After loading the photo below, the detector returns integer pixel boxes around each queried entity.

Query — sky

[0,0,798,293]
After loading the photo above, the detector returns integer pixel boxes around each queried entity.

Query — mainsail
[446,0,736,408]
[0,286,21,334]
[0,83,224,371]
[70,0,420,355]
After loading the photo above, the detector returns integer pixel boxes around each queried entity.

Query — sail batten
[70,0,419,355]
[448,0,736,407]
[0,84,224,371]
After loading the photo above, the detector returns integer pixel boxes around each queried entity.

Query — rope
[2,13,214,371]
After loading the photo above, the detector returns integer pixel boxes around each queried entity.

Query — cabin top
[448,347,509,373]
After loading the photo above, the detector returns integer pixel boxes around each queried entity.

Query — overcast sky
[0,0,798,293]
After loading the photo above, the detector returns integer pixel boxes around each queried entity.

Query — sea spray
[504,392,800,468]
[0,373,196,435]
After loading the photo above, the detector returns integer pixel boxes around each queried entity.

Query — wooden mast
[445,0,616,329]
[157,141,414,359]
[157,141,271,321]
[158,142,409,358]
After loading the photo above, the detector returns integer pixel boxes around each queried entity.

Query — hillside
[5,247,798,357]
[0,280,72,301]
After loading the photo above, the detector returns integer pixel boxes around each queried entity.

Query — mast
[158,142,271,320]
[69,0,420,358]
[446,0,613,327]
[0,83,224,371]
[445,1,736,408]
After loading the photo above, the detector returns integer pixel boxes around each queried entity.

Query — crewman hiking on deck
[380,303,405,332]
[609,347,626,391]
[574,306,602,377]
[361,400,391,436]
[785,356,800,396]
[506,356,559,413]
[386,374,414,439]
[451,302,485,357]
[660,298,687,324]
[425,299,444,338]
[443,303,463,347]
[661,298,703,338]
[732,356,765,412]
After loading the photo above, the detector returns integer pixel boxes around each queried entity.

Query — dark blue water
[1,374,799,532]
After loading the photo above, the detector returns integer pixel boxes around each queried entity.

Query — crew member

* ASSIGNMENT:
Keeping every word and mark as it is, print the entries above.

* RESPONSE TO THE EXERCISE:
After loading the photo below, the detector returns integer pixel boxes around each queried entity.

Query — sky

[0,0,798,293]
After loading the photo above, the detector returns integer pixel boxes around each queried entity.

Query — mainsail
[446,0,736,408]
[0,286,21,334]
[0,83,224,371]
[70,0,420,355]
After loading the photo above, the detector returns integer pixel boxes around each queried entity.

Query — sail batten
[70,0,419,355]
[448,0,736,407]
[0,84,224,371]
After loading the photo above, the detector returns integer pixel boxes around each queried entity.

Query — rope
[2,13,214,371]
After loading the photo above, the detector returns integer pixel boxes around each queried entity.

Query — cabin top
[448,347,509,373]
After loading the photo above, the detector returns integer pixel boxes around each queried entity.

Query — overcast sky
[0,0,798,293]
After loading the photo above, the detector returns integer pixel boxes around each queried entity.

Query — sea spray
[504,392,800,468]
[0,373,196,435]
After loading the photo above, the detector returns integer pixel boxes around each queried entity.

Query — wooden mast
[445,0,616,329]
[157,141,414,359]
[157,141,271,321]
[158,142,409,358]
After loading the photo above, the detector returns integer pixel boxes around each queried entity.

Query — hillside
[5,247,798,357]
[0,280,72,301]
After loading the photo above, the detector returns integer pixel boxes around each queried entity.

Query — mast
[158,142,271,320]
[69,0,420,358]
[446,0,613,327]
[0,83,224,371]
[445,1,736,408]
After loading the photo above, the detector returns integer pixel boxes around each queried entity.

Query — crewman hiking on deck
[380,303,405,332]
[609,347,626,391]
[574,306,602,377]
[361,400,391,436]
[785,356,800,396]
[506,356,559,413]
[386,374,414,439]
[451,302,485,357]
[660,298,687,324]
[425,299,444,338]
[443,303,463,347]
[661,298,703,338]
[732,356,765,412]
After loading the photo above, the detector returns integer pixel boxes around each queried entity.

Query — dark blue water
[1,374,799,532]
After loading the photo above, the detector returns integer pixel boxes around each queried entity.

Query — crew member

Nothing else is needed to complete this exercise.